** Opening RECORDS FOR THE TASK block **

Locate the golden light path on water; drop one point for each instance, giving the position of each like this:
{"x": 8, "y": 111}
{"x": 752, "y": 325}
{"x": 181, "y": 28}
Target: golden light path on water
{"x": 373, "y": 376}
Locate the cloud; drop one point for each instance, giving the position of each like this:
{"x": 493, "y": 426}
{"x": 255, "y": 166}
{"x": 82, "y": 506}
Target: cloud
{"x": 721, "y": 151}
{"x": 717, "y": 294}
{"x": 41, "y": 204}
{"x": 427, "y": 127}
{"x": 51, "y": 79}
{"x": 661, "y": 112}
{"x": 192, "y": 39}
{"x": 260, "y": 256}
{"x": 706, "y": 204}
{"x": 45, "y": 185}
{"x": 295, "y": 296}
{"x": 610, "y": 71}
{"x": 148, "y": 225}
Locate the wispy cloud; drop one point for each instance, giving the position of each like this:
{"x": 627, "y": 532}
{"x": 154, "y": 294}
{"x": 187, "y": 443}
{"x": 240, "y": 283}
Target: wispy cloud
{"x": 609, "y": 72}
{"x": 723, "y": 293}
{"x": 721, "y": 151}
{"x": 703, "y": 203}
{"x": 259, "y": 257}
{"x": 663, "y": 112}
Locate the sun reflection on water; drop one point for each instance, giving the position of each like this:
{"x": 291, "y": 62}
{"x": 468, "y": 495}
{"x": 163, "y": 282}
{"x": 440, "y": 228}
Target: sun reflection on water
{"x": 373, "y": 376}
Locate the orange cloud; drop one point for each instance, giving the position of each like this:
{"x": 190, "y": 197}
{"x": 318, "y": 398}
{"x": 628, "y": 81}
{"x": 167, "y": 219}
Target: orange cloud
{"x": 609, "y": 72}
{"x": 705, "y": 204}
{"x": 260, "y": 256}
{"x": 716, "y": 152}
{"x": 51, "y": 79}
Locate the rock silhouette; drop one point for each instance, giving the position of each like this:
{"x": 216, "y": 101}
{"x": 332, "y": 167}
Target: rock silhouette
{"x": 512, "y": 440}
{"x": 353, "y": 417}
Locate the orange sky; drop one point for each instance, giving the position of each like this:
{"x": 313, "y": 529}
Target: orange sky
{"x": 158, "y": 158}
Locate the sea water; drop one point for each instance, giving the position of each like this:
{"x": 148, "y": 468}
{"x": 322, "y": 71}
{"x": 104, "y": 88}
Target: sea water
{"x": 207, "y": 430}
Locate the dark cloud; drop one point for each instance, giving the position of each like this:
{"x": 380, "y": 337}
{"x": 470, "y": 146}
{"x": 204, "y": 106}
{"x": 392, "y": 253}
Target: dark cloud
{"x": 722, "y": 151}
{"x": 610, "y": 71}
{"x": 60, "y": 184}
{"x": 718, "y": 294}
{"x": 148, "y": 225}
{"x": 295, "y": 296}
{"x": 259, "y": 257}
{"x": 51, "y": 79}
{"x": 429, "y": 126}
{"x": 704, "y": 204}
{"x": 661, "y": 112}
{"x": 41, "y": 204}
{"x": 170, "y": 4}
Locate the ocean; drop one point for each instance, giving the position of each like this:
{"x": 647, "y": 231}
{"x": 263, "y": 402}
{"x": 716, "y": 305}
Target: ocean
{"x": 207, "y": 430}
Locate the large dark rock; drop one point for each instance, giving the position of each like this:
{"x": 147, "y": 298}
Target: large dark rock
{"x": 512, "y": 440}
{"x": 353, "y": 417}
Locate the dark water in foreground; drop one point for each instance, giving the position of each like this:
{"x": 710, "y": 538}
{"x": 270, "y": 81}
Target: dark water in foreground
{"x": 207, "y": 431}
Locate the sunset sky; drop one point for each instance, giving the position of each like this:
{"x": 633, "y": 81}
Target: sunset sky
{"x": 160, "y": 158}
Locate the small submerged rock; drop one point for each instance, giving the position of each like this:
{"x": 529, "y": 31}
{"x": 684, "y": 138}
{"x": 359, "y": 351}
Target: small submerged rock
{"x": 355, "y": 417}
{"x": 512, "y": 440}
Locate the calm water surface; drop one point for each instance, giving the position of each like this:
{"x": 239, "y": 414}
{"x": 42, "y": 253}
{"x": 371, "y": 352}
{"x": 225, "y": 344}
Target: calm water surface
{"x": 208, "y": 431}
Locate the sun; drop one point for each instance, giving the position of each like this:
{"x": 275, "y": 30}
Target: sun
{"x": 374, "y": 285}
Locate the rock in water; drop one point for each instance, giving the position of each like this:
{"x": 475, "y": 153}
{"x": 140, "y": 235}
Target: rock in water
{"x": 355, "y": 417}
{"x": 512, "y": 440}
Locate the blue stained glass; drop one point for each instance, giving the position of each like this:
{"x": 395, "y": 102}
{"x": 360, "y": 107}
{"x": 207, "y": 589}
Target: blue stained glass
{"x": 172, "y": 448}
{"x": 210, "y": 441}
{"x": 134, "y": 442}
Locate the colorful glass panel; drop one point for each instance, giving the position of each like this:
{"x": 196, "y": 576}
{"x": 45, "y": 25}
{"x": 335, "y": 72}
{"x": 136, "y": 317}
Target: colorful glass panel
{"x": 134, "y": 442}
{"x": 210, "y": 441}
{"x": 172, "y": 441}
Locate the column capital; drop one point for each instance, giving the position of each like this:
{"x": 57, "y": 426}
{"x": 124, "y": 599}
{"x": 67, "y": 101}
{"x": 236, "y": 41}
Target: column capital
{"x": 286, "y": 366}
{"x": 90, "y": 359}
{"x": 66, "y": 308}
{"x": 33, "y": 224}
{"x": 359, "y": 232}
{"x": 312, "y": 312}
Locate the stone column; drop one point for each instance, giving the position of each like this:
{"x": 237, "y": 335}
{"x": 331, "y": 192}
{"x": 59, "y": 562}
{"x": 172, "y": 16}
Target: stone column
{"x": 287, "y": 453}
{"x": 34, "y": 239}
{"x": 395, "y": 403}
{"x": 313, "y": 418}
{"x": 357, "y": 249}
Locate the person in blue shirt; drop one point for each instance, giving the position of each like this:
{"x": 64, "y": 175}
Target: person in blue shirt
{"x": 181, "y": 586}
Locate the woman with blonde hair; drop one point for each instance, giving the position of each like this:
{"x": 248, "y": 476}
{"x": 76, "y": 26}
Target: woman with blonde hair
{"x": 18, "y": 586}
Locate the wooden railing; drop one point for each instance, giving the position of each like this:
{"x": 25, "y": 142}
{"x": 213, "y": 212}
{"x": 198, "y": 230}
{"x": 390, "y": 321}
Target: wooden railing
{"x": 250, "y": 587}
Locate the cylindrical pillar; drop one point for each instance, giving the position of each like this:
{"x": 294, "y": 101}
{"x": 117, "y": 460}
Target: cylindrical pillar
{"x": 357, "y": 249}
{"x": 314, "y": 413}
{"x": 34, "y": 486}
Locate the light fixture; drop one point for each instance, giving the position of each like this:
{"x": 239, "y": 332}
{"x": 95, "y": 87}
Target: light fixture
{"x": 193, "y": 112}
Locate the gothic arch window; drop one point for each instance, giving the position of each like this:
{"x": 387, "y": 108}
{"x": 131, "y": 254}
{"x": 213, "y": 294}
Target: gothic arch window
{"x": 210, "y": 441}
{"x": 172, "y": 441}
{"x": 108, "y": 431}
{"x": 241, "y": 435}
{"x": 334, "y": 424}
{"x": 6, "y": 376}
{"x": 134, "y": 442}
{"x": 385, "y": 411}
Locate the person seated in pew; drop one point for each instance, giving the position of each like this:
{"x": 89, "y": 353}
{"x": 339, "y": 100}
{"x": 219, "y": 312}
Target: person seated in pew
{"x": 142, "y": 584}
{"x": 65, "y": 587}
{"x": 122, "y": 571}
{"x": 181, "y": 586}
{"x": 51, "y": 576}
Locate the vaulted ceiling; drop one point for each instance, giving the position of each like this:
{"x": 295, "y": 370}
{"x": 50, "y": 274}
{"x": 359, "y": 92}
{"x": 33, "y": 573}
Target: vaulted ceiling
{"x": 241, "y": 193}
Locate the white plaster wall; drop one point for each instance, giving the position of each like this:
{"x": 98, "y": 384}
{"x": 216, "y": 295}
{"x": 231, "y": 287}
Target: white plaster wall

** Closing RECORDS FOR THE TASK block **

- YOUR OBJECTIVE -
From the preceding material, count every line that contains the word "white". Reply with the number only.

- TASK ANSWER -
2